Please reproduce the entries below, swapping "a dot" for "a marker" wherever it occurs and keeping everything else unchanged. Leave the pictures out of your answer.
== == ==
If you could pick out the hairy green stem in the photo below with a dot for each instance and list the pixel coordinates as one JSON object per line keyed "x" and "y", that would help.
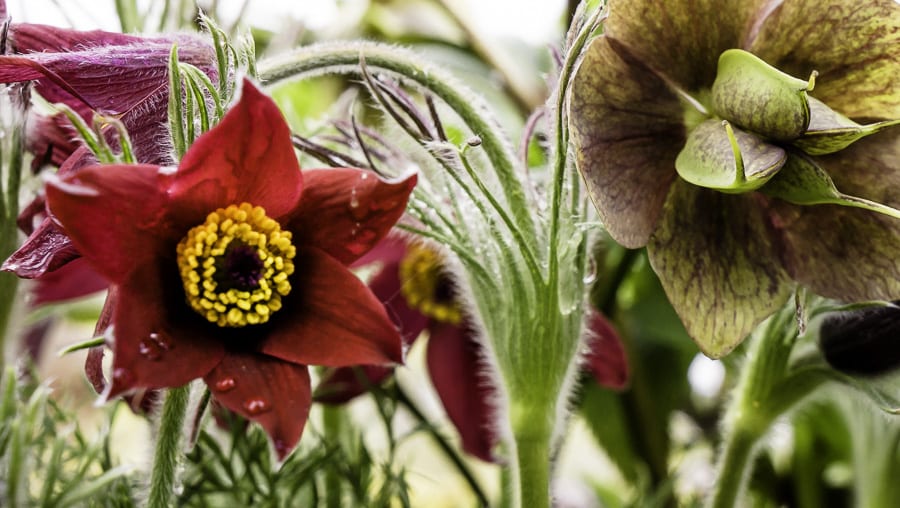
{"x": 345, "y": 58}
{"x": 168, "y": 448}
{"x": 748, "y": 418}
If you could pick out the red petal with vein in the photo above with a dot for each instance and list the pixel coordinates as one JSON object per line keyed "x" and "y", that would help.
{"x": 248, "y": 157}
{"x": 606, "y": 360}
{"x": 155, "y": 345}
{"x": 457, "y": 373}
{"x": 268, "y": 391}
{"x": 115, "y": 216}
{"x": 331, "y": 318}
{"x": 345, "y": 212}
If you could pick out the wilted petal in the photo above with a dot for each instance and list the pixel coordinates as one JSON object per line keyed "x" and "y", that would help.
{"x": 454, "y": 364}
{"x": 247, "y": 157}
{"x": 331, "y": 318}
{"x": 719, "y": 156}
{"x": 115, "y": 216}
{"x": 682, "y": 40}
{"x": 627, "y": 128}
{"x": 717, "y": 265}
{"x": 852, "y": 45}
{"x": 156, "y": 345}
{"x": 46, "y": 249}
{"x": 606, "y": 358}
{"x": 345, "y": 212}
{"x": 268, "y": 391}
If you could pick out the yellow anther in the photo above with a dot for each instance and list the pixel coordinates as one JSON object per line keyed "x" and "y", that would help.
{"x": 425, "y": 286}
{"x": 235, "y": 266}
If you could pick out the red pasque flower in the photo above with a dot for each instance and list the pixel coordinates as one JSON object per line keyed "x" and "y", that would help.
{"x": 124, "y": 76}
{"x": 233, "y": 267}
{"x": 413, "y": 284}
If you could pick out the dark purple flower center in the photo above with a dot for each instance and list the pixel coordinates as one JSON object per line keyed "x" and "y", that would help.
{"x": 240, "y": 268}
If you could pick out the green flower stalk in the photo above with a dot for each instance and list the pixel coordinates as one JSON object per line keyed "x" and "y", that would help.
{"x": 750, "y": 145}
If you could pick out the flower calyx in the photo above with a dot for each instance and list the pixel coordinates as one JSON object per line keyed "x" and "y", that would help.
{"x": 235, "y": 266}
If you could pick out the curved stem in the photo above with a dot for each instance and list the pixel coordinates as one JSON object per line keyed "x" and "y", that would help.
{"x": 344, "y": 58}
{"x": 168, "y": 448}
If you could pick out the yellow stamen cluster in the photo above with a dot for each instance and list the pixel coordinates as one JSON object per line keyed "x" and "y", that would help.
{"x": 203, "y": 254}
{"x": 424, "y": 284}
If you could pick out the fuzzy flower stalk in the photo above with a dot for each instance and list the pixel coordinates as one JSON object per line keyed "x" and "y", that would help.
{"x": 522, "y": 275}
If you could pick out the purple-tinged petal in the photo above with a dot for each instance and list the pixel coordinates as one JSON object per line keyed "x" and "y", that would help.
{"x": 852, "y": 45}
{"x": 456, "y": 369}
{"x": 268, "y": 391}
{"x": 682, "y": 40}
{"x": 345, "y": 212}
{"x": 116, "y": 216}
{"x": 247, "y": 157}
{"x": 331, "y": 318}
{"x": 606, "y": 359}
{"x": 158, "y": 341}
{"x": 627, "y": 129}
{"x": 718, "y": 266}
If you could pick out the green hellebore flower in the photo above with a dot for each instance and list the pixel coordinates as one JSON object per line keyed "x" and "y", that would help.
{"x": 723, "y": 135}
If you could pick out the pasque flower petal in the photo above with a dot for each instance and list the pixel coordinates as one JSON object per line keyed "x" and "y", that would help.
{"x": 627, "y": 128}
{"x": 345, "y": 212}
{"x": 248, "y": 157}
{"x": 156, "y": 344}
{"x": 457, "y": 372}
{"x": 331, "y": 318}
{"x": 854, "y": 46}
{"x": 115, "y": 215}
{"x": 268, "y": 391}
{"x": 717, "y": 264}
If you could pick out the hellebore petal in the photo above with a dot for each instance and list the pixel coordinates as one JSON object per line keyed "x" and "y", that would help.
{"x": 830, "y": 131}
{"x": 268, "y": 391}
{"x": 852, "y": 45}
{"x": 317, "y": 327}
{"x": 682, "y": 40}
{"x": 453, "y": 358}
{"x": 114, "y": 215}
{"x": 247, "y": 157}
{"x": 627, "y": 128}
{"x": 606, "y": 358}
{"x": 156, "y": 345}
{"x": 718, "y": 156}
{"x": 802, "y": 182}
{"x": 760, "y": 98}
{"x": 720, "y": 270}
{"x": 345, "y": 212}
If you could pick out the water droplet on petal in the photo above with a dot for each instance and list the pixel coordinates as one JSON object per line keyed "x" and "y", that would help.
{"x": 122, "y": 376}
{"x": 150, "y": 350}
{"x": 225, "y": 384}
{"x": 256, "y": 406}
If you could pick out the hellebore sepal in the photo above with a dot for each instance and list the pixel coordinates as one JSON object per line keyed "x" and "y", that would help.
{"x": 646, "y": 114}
== == ==
FINAL ANSWER.
If you could pick out the hairy green stem in the photo below with a marker for each instance and list the pixel coordinates as one JSON object per line keyed "x" and "y", that would help.
{"x": 345, "y": 58}
{"x": 168, "y": 448}
{"x": 748, "y": 418}
If you could pick out the red petal with vein in the photo above with a marker for each instance and list the pixel coordinates as one JSON object per line keyed "x" and "y", that would help.
{"x": 248, "y": 157}
{"x": 606, "y": 360}
{"x": 155, "y": 345}
{"x": 457, "y": 373}
{"x": 268, "y": 391}
{"x": 115, "y": 216}
{"x": 331, "y": 318}
{"x": 345, "y": 212}
If you could pick out the wilted petal in the photo above with a marker for each instance and list the pixel coordinates as one JSON object per line keyed "x" and "y", that would help.
{"x": 454, "y": 364}
{"x": 247, "y": 157}
{"x": 331, "y": 318}
{"x": 719, "y": 156}
{"x": 115, "y": 216}
{"x": 682, "y": 40}
{"x": 627, "y": 128}
{"x": 717, "y": 265}
{"x": 852, "y": 45}
{"x": 156, "y": 345}
{"x": 46, "y": 249}
{"x": 606, "y": 358}
{"x": 345, "y": 212}
{"x": 268, "y": 391}
If you could pick out the yellow anther in the photo above with a marker for each instance and list the pixel coordinates as one JSON object per line keyed "x" and "y", that would help.
{"x": 425, "y": 286}
{"x": 235, "y": 266}
If you could pick out the red pasque flower in the photo above with a marker for each instance and list the pixel coordinates as one JSON object per line keyed "x" and "y", that would help.
{"x": 124, "y": 76}
{"x": 233, "y": 267}
{"x": 413, "y": 284}
If you could pick out the dark purple flower center in the photo above with a marker for each instance and list the pixel coordinates as one JSON object per line keyed "x" and "y", that would help.
{"x": 240, "y": 268}
If you could pick out the green flower stalk in the photo above with a marker for each instance and list the pixel coordinates as one JSON object per line keyed "x" and "y", that would help.
{"x": 750, "y": 145}
If you could pick out the flower calyx in the photo above with a marker for each instance and list the pixel coordinates as one JSON object per line keyed "x" and "y", that would help.
{"x": 235, "y": 266}
If you could pick out the curved stem in the photo above with a marker for each instance and list the pixel coordinates as one JSON object per line keyed "x" and "y", that would help.
{"x": 344, "y": 58}
{"x": 168, "y": 448}
If you could pick out the yellow stamen cluster in the photo above with a marker for each instance and list the pixel coordinates as one JSON object per line keyed "x" and "y", that would help.
{"x": 203, "y": 254}
{"x": 424, "y": 284}
If you could pick out the fuzzy flower stalk in the photo above with a marker for each instance and list the pixel coordinates as one JSON object per line keyed "x" and "y", that would help.
{"x": 522, "y": 275}
If you could pick out the purple-tinged petal in the photo above with a marker for each instance and list the pixel coordinates as one JSON object per line keyed "x" and "y", that would help.
{"x": 852, "y": 45}
{"x": 456, "y": 369}
{"x": 268, "y": 391}
{"x": 682, "y": 40}
{"x": 345, "y": 212}
{"x": 116, "y": 216}
{"x": 247, "y": 157}
{"x": 331, "y": 318}
{"x": 606, "y": 359}
{"x": 158, "y": 341}
{"x": 627, "y": 129}
{"x": 718, "y": 266}
If you could pick out the green hellebore flower in the photo above with a marker for each instance and list the pixel coordinates as one JSON object per line keyed "x" and "y", that would help.
{"x": 723, "y": 135}
If you could pick out the pasque flower petal in the photo above with a marker for each instance and list the pixel coordinates as one JSON object per line keyed "x" and "y", that would help.
{"x": 627, "y": 128}
{"x": 345, "y": 212}
{"x": 248, "y": 157}
{"x": 156, "y": 344}
{"x": 457, "y": 372}
{"x": 331, "y": 318}
{"x": 854, "y": 46}
{"x": 115, "y": 215}
{"x": 268, "y": 391}
{"x": 717, "y": 264}
If you could pick out the hellebore petal in the photo above with a marker for each instance and list the pixel coordinates as one JSON object per line keyed "x" and "y", that would help.
{"x": 830, "y": 131}
{"x": 268, "y": 391}
{"x": 852, "y": 45}
{"x": 317, "y": 327}
{"x": 682, "y": 40}
{"x": 453, "y": 358}
{"x": 114, "y": 215}
{"x": 247, "y": 157}
{"x": 627, "y": 128}
{"x": 606, "y": 358}
{"x": 156, "y": 345}
{"x": 718, "y": 156}
{"x": 802, "y": 182}
{"x": 760, "y": 98}
{"x": 720, "y": 270}
{"x": 345, "y": 212}
If you could pick out the water droplet on petal in the photo above with a marker for each instance and list the pixel coordinates as one JSON object per line keyed "x" and "y", that would help.
{"x": 122, "y": 376}
{"x": 150, "y": 350}
{"x": 225, "y": 384}
{"x": 256, "y": 406}
If you could pick out the hellebore sepal in the photo above with a marker for each instance and list the pixel coordinates as one JSON object per line keyed "x" and "y", that would help.
{"x": 646, "y": 114}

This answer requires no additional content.